■ Task ■
Can you render each line of the items below as a JSON list of strings, one string per line, leaving out blank lines?

start

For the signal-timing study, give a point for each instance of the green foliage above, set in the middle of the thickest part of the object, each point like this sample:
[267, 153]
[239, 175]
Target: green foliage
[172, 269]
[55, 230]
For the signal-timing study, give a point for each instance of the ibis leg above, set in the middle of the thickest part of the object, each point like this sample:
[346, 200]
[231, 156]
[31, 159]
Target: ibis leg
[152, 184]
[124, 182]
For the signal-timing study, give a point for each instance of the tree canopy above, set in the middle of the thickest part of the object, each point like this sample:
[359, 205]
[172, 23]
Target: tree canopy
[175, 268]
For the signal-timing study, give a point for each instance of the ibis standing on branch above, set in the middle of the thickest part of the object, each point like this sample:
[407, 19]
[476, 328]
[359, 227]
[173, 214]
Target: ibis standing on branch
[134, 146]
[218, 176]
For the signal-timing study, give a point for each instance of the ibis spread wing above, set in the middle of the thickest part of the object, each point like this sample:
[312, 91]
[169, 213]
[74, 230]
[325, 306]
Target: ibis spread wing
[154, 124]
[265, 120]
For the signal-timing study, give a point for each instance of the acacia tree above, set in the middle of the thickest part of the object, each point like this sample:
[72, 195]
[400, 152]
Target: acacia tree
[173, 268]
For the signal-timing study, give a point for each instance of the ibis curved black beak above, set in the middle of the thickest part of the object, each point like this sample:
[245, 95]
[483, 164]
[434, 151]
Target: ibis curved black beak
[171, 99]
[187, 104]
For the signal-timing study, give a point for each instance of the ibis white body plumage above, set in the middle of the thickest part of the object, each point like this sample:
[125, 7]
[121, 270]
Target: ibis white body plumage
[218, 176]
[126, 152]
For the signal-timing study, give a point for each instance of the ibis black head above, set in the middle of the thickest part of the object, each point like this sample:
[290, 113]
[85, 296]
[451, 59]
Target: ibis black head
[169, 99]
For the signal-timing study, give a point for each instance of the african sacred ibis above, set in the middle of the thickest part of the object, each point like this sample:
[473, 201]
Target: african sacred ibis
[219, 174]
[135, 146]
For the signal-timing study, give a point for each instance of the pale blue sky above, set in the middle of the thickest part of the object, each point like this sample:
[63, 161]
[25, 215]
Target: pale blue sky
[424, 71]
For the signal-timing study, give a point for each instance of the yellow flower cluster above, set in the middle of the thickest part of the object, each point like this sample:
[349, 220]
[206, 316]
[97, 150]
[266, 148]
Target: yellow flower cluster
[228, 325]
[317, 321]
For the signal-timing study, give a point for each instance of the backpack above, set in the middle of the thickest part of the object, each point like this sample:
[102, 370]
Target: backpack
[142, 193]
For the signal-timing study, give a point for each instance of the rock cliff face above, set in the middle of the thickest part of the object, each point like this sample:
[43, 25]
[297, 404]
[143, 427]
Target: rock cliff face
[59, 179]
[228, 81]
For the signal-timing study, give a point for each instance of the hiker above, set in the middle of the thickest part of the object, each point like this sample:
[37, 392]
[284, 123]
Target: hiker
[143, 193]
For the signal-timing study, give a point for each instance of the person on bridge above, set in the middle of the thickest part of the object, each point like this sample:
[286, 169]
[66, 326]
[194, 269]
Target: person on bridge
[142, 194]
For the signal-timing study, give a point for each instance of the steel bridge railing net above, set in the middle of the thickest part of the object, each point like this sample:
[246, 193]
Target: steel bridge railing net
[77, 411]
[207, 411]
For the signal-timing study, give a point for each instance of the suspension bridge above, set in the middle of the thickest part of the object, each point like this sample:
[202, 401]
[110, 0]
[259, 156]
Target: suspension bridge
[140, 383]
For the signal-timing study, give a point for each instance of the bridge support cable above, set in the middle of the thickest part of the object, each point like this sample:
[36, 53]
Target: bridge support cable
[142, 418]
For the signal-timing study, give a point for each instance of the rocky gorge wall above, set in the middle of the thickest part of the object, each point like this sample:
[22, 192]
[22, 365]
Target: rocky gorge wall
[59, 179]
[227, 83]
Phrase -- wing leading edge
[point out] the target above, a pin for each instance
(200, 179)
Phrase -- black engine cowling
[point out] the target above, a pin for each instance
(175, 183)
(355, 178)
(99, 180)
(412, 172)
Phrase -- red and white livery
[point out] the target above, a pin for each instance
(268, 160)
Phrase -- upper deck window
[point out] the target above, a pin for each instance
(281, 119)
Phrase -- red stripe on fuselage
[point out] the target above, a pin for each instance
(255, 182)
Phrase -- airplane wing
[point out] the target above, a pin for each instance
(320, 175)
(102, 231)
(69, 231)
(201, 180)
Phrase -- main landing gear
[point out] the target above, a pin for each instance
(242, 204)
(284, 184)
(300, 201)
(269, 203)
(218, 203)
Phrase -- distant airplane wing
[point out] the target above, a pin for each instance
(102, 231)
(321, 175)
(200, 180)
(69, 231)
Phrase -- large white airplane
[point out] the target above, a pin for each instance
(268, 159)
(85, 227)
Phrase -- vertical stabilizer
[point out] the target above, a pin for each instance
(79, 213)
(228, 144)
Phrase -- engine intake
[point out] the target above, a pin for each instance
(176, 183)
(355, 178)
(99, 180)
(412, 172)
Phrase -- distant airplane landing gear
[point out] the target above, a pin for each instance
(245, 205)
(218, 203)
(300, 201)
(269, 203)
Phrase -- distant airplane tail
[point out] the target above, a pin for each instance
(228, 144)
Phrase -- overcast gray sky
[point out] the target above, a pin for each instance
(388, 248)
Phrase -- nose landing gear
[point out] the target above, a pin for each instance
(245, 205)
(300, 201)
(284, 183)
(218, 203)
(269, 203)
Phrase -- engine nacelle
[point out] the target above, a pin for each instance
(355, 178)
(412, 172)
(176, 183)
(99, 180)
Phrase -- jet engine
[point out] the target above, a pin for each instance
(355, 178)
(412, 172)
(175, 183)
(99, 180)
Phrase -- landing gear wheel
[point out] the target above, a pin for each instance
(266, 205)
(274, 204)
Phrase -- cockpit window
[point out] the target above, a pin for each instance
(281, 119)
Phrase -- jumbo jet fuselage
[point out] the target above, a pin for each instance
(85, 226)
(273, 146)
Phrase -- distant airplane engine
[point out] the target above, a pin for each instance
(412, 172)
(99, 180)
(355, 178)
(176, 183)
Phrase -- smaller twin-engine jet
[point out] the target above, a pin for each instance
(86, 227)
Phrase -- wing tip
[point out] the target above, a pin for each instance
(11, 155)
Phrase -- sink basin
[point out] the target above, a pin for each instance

end

■ Finished exercise ■
[
  "For the signal-timing study, give a point for each instance of the green foliage above, set in the middle of the thickest part of the object, each point like this sample:",
  "[267, 153]",
  "[239, 175]",
  "Target: green foliage",
  "[172, 269]",
  "[55, 230]",
  "For the signal-timing study, give a point for each instance of the ibis leg above, set in the middle of the thickest part of the object, each point like this sample:",
  "[346, 200]",
  "[231, 156]",
  "[31, 159]",
  "Target: ibis leg",
  "[152, 184]",
  "[124, 182]",
  "For the signal-timing study, give a point for each instance of the tree canopy above, set in the middle of the thickest part of the object, each point like this sample:",
  "[359, 205]",
  "[172, 23]",
  "Target: tree canopy",
  "[175, 268]",
  "For the signal-timing study, give a point for each instance of the ibis standing on branch above, set in the middle of the thickest part of the object, each point like this sample:",
  "[407, 19]",
  "[476, 328]",
  "[359, 227]",
  "[173, 214]",
  "Target: ibis standing on branch",
  "[134, 146]",
  "[218, 176]",
  "For the signal-timing study, give a point for each instance of the ibis spread wing above, set in the middle of the thickest part of the object, each point like this sample:",
  "[312, 91]",
  "[169, 213]",
  "[74, 230]",
  "[325, 306]",
  "Target: ibis spread wing",
  "[154, 124]",
  "[265, 120]",
  "For the signal-timing study, give a point for each instance of the acacia tree above, set in the middle of the thickest part of the object, each point like this sample:",
  "[72, 195]",
  "[400, 152]",
  "Target: acacia tree",
  "[173, 268]",
  "For the signal-timing study, give a point for each instance of the ibis curved black beak above, set in the middle of the thickest part of the object, each point like this sample:",
  "[245, 95]",
  "[483, 164]",
  "[434, 151]",
  "Target: ibis curved black beak",
  "[171, 99]",
  "[187, 104]",
  "For the signal-timing study, give a point for each instance of the ibis white body plumage above, set in the middle of the thickest part of the object, each point like this sample:",
  "[125, 7]",
  "[121, 270]",
  "Target: ibis white body plumage",
  "[218, 176]",
  "[126, 152]",
  "For the signal-timing study, give a point for each instance of the ibis black head above, set in the middle of the thickest part of the object, each point like this sample:",
  "[290, 113]",
  "[85, 296]",
  "[451, 59]",
  "Target: ibis black head",
  "[169, 99]",
  "For the signal-timing study, give a point for each instance of the african sacred ibis above, set in the middle of the thickest part of the object, each point like this sample:",
  "[473, 201]",
  "Target: african sacred ibis",
  "[219, 174]",
  "[135, 146]",
  "For the signal-timing study, give a point for each instance of the pale blue sky above, set in the middle of the thickest part of the object, each point like this sample:",
  "[63, 161]",
  "[25, 215]",
  "Target: pale blue sky",
  "[424, 71]",
  "For the signal-timing study, give a point for each instance of the yellow flower cluster above, set in the middle of the thickest part of the object, each point like this sample:",
  "[349, 220]",
  "[206, 316]",
  "[97, 150]",
  "[266, 148]",
  "Target: yellow flower cluster",
  "[228, 325]",
  "[317, 321]",
  "For the signal-timing study, give a point for each instance of the backpack above, set in the middle of the thickest part of the object, each point like this sample:",
  "[102, 370]",
  "Target: backpack",
  "[142, 193]",
  "For the signal-timing study, give a point for each instance of the rock cliff face above, set in the middle of the thickest part of the object, each point like this sample:",
  "[43, 25]",
  "[297, 404]",
  "[143, 427]",
  "Target: rock cliff face",
  "[59, 179]",
  "[228, 81]",
  "For the signal-timing study, give a point for each instance of the hiker above, set in the middle of the thickest part of the object, each point like this sample:",
  "[37, 392]",
  "[284, 123]",
  "Target: hiker",
  "[143, 193]",
  "For the signal-timing study, give a point for each instance of the person on bridge above, set in the middle of the thickest part of the object, each point like this sample:",
  "[286, 169]",
  "[66, 326]",
  "[194, 269]",
  "Target: person on bridge",
  "[142, 194]",
  "For the signal-timing study, give a point for each instance of the steel bridge railing net above, set in the middle of the thickest part of the object, each point like this sample:",
  "[246, 193]",
  "Target: steel bridge railing net",
  "[77, 411]",
  "[207, 411]",
  "For the signal-timing study, give a point for each instance of the suspension bridge above, set in the middle of the thickest part of the object, each point like this sample:",
  "[202, 401]",
  "[110, 0]",
  "[259, 156]",
  "Target: suspension bridge",
  "[140, 383]",
  "For the signal-timing study, give a point for each instance of the bridge support cable above, set in the middle of the thickest part of the object, each point like this sample:",
  "[36, 53]",
  "Target: bridge support cable",
  "[142, 418]",
  "For the signal-timing study, give a point for each instance of the rocky gorge wall above, set in the middle of the thickest part of the object, each point like this sample:",
  "[22, 192]",
  "[22, 365]",
  "Target: rocky gorge wall",
  "[59, 179]",
  "[227, 83]",
  "Phrase -- wing leading edge",
  "[point out] the target above, a pin for each instance",
  "(200, 179)",
  "Phrase -- black engine cowling",
  "[point out] the target above, a pin for each instance",
  "(175, 183)",
  "(355, 178)",
  "(99, 180)",
  "(412, 172)",
  "Phrase -- red and white livery",
  "[point out] the target above, a pin for each instance",
  "(268, 160)",
  "Phrase -- upper deck window",
  "[point out] the target above, a pin for each instance",
  "(281, 119)",
  "Phrase -- red stripe on fuselage",
  "[point out] the target above, a pin for each instance",
  "(255, 182)",
  "Phrase -- airplane wing",
  "[point out] the target above, a pin for each instance",
  "(320, 175)",
  "(102, 231)",
  "(69, 231)",
  "(201, 180)",
  "Phrase -- main landing gear",
  "[point out] the target above, a pin for each instance",
  "(242, 204)",
  "(284, 184)",
  "(300, 201)",
  "(269, 203)",
  "(218, 203)",
  "Phrase -- distant airplane wing",
  "[point out] the target above, a pin for each instance",
  "(102, 231)",
  "(321, 175)",
  "(200, 180)",
  "(69, 231)",
  "Phrase -- large white airplane",
  "[point out] the target above, a pin for each instance",
  "(268, 159)",
  "(85, 227)",
  "Phrase -- vertical stabilizer",
  "[point out] the target above, a pin for each instance",
  "(79, 213)",
  "(228, 144)",
  "Phrase -- engine intake",
  "[point out] the target above, a pin for each instance",
  "(176, 183)",
  "(355, 178)",
  "(99, 180)",
  "(412, 172)",
  "Phrase -- distant airplane landing gear",
  "[point out] the target above, a pin for each instance",
  "(245, 205)",
  "(218, 203)",
  "(300, 201)",
  "(269, 203)",
  "Phrase -- distant airplane tail",
  "[point out] the target above, a pin for each instance",
  "(228, 144)",
  "Phrase -- overcast gray sky",
  "[point out] the target above, a pin for each instance",
  "(388, 248)",
  "Phrase -- nose landing gear",
  "[point out] the target above, a pin for each instance",
  "(245, 205)",
  "(300, 201)",
  "(284, 183)",
  "(218, 203)",
  "(269, 203)",
  "Phrase -- engine nacelle",
  "[point out] the target above, a pin for each instance",
  "(355, 178)",
  "(412, 172)",
  "(176, 183)",
  "(99, 180)",
  "Phrase -- jet engine",
  "[point out] the target above, a pin for each instance",
  "(355, 178)",
  "(412, 172)",
  "(175, 183)",
  "(99, 180)",
  "Phrase -- landing gear wheel",
  "[point out] the target above, a pin for each instance",
  "(266, 205)",
  "(274, 204)",
  "Phrase -- cockpit window",
  "[point out] the target above, a pin for each instance",
  "(281, 119)",
  "Phrase -- jumbo jet fuselage",
  "[point out] the target above, a pin for each instance",
  "(85, 226)",
  "(273, 146)",
  "Phrase -- distant airplane engine",
  "[point out] the target above, a pin for each instance",
  "(412, 172)",
  "(99, 180)",
  "(355, 178)",
  "(176, 183)",
  "Phrase -- smaller twin-engine jet",
  "[point out] the target above, a pin for each instance",
  "(86, 227)",
  "Phrase -- wing tip",
  "[point out] the target above, a pin for each instance",
  "(11, 155)",
  "Phrase -- sink basin",
  "[point out] the target above, a pin for each instance"
]